= Page extract =
○ ○ ○ ○ ○
Cannabinoid.
Now, if you’re good with words, you might have noticed that cannabinoid sounds a lot like cannabis. And you would be right. Only, cannabinoids come from inside your body. They are hormones made in your own liver and kidneys from omega-6 fatty acids.
Cannabis sativa has been around for 4000 years, but the Obesity Epidemic is fairly recent. Some smart scientists saw a connection and decided to study the munchies.
The discovery of these natural-munchie-makers started when curious scientists wanted to understand why marijuana caused users to eat compulsively. They found that our body made a hormone with a similar effect. The targets for this appetite-maker live not only in our brain but also in the fat around and inside our bellies.
When our body is working well, the pancreas makes insulin, which takes sugar and moves it from the blood into the cells. Cannabinoids mess with the ability of insulin to do this job. Someone with type 2 diabetes might have lots of insulin, but because of this cannabinoid system, can’t use it. Their muscles are prevented from accessing the carbohydrates they eat. With this misuse, the brain sends faulty signals. “EMERGENCY! Your brain doesn’t have enough sugar. EAT. EAT. EAT.”
This cannabinoid system is quite cleverly independent of the other systems that control our drive to seek rewards in foods. Scientists found too that these hormones aren’t happy if we’re just eating salads and whole grains. Cannabinoids plant the idea that we want fatty foods and foods rich in sugar. Doughnuts anyone? The biological basis for these types of food binges is that our cannabinoid receptors, a lot of which we are carrying around our midsection, cause uncontrollable urges that drive us toward cuisine that in effect adds to our waist circumference. This pushes us toward more binging. Are you getting the vicious cycle here?
Cannabinoids also stimulate the liver to make more fat, which elevates the triglyceride levels and the LDL (lousy blood fat) putting us more at risk for high blood pressure, heart disease and diabetes.
In the years since we were cavemen, we humans have evolved to survive, to take advantage of our environment so we could populate the planet. You might ask then, why have our bodies developed in the maladaptive way?
Cannabinoids whether exogenous (coming from outside our body) or endogenous (produced inside our body) have a purpose. More than one, actually.
They calm us after periods of stress, which as doctors Roizen and Oz tell us in the book, You Staying Young, happened during times when our prehistoric ancestors couldn’t find enough food. Cannabinoids said, “Hey, relax, dude. No worries, we’ll just get really efficient at storing what fat you have.” Hence our tendency to hold onto flab.
○ ○ ○ ○ ○
= Records supplied =
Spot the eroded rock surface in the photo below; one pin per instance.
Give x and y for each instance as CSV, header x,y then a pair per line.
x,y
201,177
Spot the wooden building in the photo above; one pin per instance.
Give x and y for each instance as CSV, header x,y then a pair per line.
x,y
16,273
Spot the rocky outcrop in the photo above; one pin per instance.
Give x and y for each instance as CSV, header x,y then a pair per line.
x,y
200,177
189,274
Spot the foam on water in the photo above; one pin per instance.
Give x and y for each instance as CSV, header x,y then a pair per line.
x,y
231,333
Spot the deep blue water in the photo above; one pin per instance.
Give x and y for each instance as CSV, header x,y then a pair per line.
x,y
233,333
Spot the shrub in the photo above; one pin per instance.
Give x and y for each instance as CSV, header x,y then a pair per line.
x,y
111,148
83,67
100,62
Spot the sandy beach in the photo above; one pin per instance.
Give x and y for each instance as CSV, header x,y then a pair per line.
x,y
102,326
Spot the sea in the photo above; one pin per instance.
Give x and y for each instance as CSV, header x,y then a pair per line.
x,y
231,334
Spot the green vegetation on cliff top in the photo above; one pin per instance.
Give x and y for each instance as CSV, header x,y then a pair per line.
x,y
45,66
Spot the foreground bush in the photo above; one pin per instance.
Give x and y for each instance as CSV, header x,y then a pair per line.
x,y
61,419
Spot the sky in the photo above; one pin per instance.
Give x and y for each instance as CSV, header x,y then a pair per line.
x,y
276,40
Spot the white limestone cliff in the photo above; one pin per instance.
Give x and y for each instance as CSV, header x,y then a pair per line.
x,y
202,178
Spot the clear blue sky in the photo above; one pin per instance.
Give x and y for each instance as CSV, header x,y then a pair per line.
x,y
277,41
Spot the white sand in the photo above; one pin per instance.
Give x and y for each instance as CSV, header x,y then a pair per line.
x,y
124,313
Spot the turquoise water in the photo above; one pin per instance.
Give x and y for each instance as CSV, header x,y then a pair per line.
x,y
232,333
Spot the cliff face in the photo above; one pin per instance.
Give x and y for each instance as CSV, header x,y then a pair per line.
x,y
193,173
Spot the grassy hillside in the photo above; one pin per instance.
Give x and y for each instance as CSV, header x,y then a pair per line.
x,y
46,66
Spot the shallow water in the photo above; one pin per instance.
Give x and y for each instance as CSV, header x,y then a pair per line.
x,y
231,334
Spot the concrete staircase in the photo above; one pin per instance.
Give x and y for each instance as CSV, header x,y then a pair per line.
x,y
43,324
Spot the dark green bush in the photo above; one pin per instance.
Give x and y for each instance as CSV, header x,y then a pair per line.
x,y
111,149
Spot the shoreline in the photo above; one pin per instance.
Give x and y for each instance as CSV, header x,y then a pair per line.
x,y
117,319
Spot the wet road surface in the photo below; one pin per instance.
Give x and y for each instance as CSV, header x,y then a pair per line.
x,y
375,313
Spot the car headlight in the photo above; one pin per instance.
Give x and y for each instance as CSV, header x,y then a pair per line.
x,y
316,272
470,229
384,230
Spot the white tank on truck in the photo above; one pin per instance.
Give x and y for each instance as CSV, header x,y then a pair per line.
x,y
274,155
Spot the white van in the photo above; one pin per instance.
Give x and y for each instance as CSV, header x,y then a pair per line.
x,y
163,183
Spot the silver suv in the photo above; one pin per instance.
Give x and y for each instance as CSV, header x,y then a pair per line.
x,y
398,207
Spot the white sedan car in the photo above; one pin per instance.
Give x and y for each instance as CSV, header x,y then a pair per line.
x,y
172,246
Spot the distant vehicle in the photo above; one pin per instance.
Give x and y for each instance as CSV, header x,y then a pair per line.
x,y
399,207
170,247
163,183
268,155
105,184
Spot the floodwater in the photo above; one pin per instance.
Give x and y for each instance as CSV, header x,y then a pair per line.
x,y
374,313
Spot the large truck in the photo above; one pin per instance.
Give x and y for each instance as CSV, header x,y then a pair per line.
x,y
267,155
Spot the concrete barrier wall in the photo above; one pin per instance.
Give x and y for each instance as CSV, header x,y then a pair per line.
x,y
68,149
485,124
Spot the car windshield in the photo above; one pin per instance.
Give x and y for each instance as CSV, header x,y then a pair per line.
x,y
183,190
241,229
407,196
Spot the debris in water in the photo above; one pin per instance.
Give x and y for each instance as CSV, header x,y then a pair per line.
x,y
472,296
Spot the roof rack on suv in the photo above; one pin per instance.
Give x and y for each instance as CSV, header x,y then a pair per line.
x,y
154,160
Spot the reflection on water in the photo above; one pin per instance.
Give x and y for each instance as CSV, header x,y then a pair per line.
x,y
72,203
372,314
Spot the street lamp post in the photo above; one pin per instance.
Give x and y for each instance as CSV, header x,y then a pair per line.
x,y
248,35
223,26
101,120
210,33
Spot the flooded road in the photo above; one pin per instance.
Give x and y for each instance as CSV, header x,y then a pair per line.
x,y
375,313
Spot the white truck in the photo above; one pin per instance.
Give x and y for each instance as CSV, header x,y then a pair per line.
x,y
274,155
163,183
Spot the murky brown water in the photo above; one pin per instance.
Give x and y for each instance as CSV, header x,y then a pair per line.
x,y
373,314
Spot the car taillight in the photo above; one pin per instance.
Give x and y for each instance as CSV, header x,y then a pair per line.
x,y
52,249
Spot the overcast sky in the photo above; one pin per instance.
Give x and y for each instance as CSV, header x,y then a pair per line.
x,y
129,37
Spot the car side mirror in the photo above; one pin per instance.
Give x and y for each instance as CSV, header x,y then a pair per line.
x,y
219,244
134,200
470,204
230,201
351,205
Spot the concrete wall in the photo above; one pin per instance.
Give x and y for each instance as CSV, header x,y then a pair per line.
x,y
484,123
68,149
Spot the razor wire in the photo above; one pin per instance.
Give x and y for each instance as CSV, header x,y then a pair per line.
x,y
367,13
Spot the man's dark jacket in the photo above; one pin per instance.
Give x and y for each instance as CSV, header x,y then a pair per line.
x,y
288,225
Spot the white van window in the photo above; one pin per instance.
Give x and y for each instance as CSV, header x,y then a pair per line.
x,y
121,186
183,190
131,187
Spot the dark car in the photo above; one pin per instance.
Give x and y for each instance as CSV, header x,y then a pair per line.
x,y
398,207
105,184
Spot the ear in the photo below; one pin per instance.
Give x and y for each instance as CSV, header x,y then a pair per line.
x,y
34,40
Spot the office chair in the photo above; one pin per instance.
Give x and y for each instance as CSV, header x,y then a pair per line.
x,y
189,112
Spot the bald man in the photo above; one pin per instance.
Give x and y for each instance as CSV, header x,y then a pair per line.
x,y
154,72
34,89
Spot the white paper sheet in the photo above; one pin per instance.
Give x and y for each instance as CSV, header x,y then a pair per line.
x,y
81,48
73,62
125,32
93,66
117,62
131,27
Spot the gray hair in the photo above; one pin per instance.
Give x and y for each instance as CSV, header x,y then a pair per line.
○ ○ ○ ○ ○
= To do =
(a) Answer these questions using the text on cannabinoids, one line for each answer, marked the same way.
(i) According to the text, from what are cannabinoids made in the body, and in which organs?
(ii) How long does the text say Cannabis sativa has been around?
(iii) Which two levels in the blood does the text say rise when cannabinoids push the liver to make more fat?
(b) Extend the text on cannabinoids by writing what comes after its final sentence.

= Solved problems =
(a)
(i) Cannabinoids are made from omega-6 fatty acids in the liver and kidneys.
(ii) Cannabis sativa has been around for 4000 years.
(iii) Triglyceride levels and LDL rise.

(b)
In the early days of mankind, fat storage was adaptive. It allowed us to get through until our next Wooly Mammoth burger. While we waited and starved, the oddest things started to look appetizing to us. The disgusting-quotient didn’t exist. Anyone who has ever watched Bizarre Foods on the Food Channel has seen how we humans can adjust to eating just about anything. Thank you cannabinoids!
If just-about-anything was fruits and vegetables, this prehistoric response wouldn’t be so bad. But these mischievous cannabinoids attract us to…you guessed it, the easily palatable ones: fatty, salty and sugary. Why else would someone have come up with a delicacy like chocolate covered bacon?
How do we turn this around? Make progress? Lose that midsection fat that’s sending us all the wrong messages? It’s difficult but not impossible.
Doctors Roizen and Oz use the metaphor of weight loss as swimming against a current. They say, “You either have to swim harder or slow the current. Strenuous exercise trains your muscles to use energy and restrict calories, especially unhealthy amounts of omega-6 fatty acids. Changing how we eat, avoiding foods that help make cannabinoids is a way to swim against the current.” That’s the swimming harder part.
But how do we slow the current?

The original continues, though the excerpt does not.